---------- Data excerpts ----------
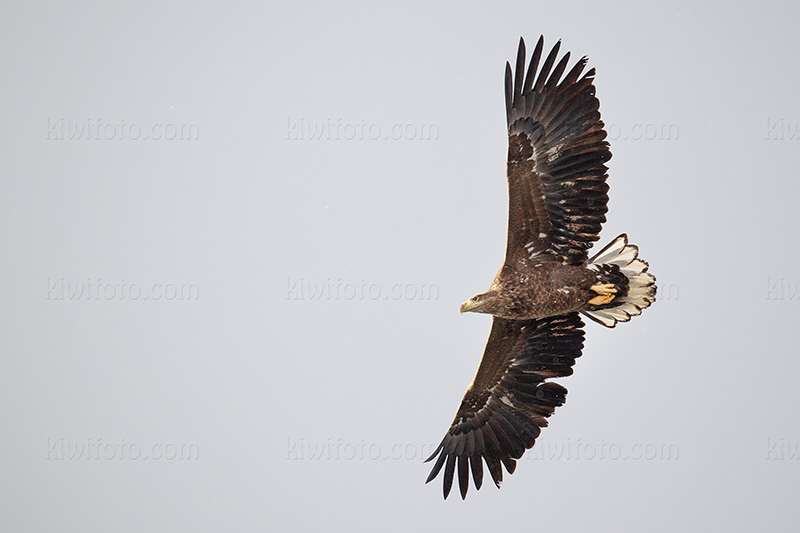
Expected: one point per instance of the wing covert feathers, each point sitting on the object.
(508, 402)
(556, 158)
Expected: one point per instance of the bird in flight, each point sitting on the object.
(557, 203)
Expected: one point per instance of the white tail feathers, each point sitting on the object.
(641, 284)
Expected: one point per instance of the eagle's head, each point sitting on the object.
(485, 302)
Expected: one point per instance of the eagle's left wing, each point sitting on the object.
(557, 151)
(509, 400)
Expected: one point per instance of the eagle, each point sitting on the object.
(557, 192)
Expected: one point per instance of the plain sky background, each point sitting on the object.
(684, 419)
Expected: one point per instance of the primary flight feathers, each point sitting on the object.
(557, 203)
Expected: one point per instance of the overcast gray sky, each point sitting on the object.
(235, 239)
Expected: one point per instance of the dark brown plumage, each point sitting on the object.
(557, 203)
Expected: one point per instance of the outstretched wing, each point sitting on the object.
(509, 400)
(556, 154)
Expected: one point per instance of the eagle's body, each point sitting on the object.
(540, 289)
(557, 203)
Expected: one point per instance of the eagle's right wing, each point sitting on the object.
(509, 400)
(556, 154)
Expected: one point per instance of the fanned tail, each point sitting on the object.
(622, 275)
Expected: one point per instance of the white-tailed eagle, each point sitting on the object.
(557, 191)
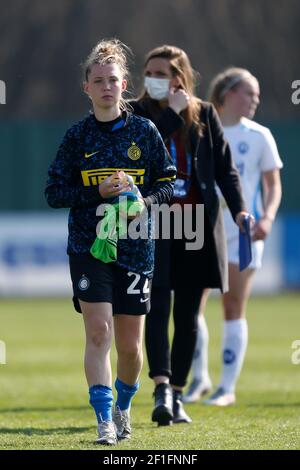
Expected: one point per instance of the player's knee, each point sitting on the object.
(101, 334)
(131, 352)
(232, 307)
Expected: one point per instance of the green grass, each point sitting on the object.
(43, 394)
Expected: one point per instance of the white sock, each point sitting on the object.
(200, 359)
(235, 340)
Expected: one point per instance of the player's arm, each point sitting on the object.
(168, 121)
(227, 176)
(163, 172)
(272, 197)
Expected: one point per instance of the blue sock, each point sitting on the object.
(125, 394)
(101, 399)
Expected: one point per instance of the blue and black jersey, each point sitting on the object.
(88, 154)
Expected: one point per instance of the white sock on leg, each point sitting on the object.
(200, 360)
(235, 340)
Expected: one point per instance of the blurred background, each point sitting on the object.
(41, 48)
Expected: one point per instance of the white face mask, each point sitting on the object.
(157, 88)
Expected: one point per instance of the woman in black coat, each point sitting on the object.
(194, 136)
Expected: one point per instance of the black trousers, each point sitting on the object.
(186, 273)
(175, 365)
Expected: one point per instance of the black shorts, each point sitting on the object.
(95, 281)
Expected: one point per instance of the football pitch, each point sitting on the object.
(44, 399)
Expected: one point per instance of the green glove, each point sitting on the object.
(112, 227)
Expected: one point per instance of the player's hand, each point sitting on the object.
(114, 185)
(133, 214)
(262, 228)
(137, 213)
(239, 220)
(178, 99)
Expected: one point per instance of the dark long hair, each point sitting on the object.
(182, 69)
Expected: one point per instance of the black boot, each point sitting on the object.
(179, 415)
(162, 413)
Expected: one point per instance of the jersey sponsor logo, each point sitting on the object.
(243, 147)
(84, 283)
(134, 152)
(228, 356)
(88, 155)
(97, 176)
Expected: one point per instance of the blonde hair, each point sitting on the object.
(229, 79)
(109, 51)
(182, 69)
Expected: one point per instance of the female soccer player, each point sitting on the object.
(194, 137)
(87, 172)
(235, 93)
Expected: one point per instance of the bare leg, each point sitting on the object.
(98, 328)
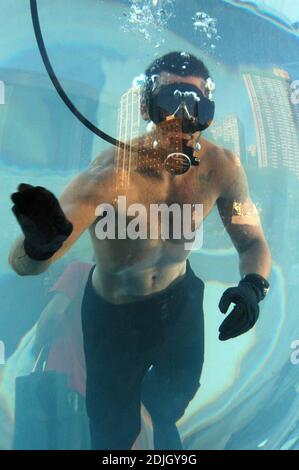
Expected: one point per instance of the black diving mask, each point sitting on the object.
(187, 103)
(182, 100)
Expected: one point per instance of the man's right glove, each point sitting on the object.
(42, 220)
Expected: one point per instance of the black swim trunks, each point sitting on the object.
(151, 350)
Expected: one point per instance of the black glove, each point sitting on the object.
(247, 295)
(42, 220)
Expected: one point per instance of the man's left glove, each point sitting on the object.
(247, 295)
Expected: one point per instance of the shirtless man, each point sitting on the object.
(142, 313)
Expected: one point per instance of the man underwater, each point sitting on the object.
(142, 311)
----------
● Request
Reproduce the rows word for word, from the line that contains "Expected: one point per instance of the jersey" through the end of the rows, omitting the pictures.

● Written response
Expected: one point per instance of the jersey sponsor logo, each point sitting on the object.
(243, 147)
(84, 283)
(134, 152)
(228, 356)
(88, 155)
(97, 176)
Expected: one point per instance of the blonde hair, each point sitting on the object.
(229, 79)
(109, 51)
(182, 69)
Expected: one point per instance of the female soccer player, each point sitting on the object.
(194, 137)
(87, 172)
(235, 93)
Expected: one point per instance of the bare leg, each point sitting on the object.
(98, 328)
Expected: one point per instance of the black diving mask, each point sitting on the object.
(187, 103)
(182, 100)
Expected: one point per instance of the man's right glove, each point sitting on the object.
(42, 220)
Expected: one point per instance of the black swim trunks, each point sitting on the object.
(151, 350)
Expected: one point per instance of the black glove, each point sitting on the object.
(247, 295)
(42, 220)
Expected: one point per instance of the man's left glove, each point sitting on the object.
(247, 295)
Expected: one point per instance of the shirtless man, each point sitting on the object.
(142, 313)
Expected: one point per instance of the man underwater, each point sitting on the object.
(142, 311)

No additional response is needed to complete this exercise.